--- Selected extract ---

== Segment start ==

Hello, new to this site

Hello, I hope it's ok to give a brief of my experience. I'm 56 yrs young. Very very happily married for 30 years and have 4 adult children, 2 still living at home. We are very connected and enjoy beautiful relationships. ( now the teenage phase has passed).

i felt healthy until August 2017 when I was assessed for a bowel blockage. I was told I have stage 4 cancer. In my liver, kidneys. The worst is the large growth around and part in my stomach, bowel and surrounding areas. I have 2 types of cancer which I'm told is rare. It is incurable. The plan was to have chemo but I took ill with sepsis. And returned to hospital for 2 weeks. I came home 4 weeks ago. They couldn't find the source of the sepsis, just like they don't know the primary cancer. So I'm on Immunotherapy chemo tablets in the hope that this will target any sepsis. My nature is to get on with things and push forward but my fears and constant pain is depressing me. I also have MS diagnosed 7 years ago and until now I was only mildly affected. I'm physically weak, have lost over 3 St. Major problem with bowel overflow. Have little to know appetite, even tho there are 2 excellent chefs at home. I sleep and perspire all day, temp never below 38. I feel like I want to shut myself in my loving home away from the world. Even from extended close family and friends whom I have a deep sincere bond with. I'm so scared. I can't take in much information. My heart is breaking knowing that I will leave my precious family, although we have only touched on this. I hate myself for feeling bitter about Christmas although my husband and son have decorated our home so beautifully ( usually my job). Im sorry to sound so negative as I have until now had a great, no, exceptional life of love, emotional security lots of laughter. Close family and true friends. I'm scared the cancer will infect my brain, I'm scared that I will hurt my family and I won't be able to comfort them. I'm best at home because this is where my heart is and my family are on point with my care. But my experience of caring for my dad and aunt now returns to haunt me. I don't know if I've got weeks or months, will I suddenly get organ failure. Will I know. Sorry I've rambled on. It's even hard completing this as I'm doing it vocally and it's taken ages to correct. I was an English Lit teacher can you believe. Thanks for allowing me to get it off my anxious chest.

 

  • Hello Dasey-Ann.  It is still quite early on a Sunday morning and I am sure people more knowledgeable than myself will be along to chat with you.  I am sorry you are feeling so scared and wonder if you have shared your fears with your family members. I note what you say about your fears and it may be that Macmillan nurses would be of help to you all; they have great experience of helping cancer patients and their families.  You and your loved ones might like to look them up on the internet or ring them on their Freefone number 0808 808 00 00.  I acept that t is hard for you when you just want to shut yourself away from anyone but Dasey-Ann it sounds as though you are currently piling fear upon fear which is awful for you.  I have not suffered cancer myself but have seen loved family and friends go through this and I know how much I wanted to help them (also how good MacMillan could be).  Will keep an eye on your post and am sure others more knowledgeable will share their experience and accumulated wisdom.  My best wishes to you.

== Segment end ==

--- Supplied material ---
== Segment start ==

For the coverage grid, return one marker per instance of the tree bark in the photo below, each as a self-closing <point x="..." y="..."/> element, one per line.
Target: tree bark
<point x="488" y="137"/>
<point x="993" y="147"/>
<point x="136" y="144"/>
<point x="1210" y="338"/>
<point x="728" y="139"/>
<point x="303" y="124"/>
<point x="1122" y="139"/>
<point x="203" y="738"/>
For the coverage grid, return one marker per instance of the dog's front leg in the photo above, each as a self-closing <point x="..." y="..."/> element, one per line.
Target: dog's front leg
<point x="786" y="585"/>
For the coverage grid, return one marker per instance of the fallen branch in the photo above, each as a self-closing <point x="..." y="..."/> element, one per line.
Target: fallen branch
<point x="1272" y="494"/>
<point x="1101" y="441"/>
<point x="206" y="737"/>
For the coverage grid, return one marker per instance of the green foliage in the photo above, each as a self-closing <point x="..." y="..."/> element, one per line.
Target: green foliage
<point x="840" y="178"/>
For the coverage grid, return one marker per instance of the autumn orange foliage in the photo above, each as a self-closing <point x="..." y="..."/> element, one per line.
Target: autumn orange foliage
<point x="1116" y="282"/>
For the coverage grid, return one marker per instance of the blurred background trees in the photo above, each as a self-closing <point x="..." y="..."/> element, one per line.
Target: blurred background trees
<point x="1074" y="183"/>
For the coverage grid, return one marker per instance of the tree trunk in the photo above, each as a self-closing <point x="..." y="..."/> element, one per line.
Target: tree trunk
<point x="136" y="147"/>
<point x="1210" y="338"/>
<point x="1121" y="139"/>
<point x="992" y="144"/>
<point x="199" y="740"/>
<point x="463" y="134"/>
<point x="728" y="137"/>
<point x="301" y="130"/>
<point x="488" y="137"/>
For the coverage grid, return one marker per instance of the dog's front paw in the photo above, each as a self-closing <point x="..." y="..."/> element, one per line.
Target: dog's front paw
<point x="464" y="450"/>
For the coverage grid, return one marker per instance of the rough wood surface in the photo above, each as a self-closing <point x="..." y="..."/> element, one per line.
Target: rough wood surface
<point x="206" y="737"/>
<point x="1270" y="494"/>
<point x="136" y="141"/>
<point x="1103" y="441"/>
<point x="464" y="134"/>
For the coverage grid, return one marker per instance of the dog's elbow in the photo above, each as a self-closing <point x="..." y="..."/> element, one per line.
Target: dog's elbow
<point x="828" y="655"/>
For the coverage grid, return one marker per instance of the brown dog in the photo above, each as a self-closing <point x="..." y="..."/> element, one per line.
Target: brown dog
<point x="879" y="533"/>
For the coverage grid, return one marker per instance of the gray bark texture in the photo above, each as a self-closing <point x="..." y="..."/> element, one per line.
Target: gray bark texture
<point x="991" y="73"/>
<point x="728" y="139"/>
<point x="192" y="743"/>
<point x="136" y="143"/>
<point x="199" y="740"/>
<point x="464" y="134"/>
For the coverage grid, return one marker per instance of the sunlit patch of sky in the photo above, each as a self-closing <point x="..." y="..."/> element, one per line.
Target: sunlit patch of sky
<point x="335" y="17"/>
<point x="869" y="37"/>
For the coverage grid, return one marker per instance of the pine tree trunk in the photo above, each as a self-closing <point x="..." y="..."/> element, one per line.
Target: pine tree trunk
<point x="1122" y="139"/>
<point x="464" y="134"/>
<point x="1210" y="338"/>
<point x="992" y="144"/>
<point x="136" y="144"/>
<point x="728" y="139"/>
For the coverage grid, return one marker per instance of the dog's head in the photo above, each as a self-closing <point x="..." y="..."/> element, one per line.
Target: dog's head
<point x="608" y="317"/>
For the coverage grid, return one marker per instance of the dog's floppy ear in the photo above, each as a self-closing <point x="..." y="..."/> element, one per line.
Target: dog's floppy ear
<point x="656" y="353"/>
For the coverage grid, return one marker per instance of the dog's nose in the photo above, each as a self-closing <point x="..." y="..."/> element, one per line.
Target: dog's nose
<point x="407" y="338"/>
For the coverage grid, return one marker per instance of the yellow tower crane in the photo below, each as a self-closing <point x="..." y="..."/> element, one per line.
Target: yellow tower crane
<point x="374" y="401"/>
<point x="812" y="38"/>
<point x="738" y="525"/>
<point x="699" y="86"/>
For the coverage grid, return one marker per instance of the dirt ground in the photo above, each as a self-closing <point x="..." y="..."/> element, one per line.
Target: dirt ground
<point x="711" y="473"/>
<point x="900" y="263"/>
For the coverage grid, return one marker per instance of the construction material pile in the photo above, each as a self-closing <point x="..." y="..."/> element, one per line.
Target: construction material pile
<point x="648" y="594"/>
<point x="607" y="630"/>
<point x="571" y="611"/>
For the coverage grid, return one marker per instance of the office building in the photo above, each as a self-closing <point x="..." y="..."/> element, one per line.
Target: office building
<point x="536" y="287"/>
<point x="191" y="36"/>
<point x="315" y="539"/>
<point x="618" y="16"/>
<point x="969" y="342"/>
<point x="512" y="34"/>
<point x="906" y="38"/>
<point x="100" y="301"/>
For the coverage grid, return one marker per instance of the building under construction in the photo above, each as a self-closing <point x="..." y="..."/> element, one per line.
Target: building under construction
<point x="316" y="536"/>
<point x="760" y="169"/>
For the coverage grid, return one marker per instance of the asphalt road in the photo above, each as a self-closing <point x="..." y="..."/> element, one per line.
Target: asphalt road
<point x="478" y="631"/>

== Segment end ==

--- Requirement 1 ---
In the forum thread, what subject did the writer teach?
--- Requirement 2 ---
Reproduce the part of the forum thread starting with "Hello, I hope" and going on through "phase has passed).".
--- Requirement 3 ---
Turn the paragraph of the forum thread that begins "Hello, I hope it's ok to give a brief" into a short bulleted list that keeps its main facts.

--- Written solution 1 ---
English Literature.

--- Written solution 2 ---
Hello, I hope it's ok to give a brief of my experience. I'm 56 yrs young. Very very happily married for 30 years and have 4 adult children, 2 still living at home. We are very connected and enjoy beautiful relationships. ( now the teenage phase has passed).

--- Written solution 3 ---
- The writer is 56 years old.
- The writer has been very happily married for 30 years.
- The writer has four adult children, two of whom still live at home.
- The family is very close and has good relationships now that the teenage phase has passed.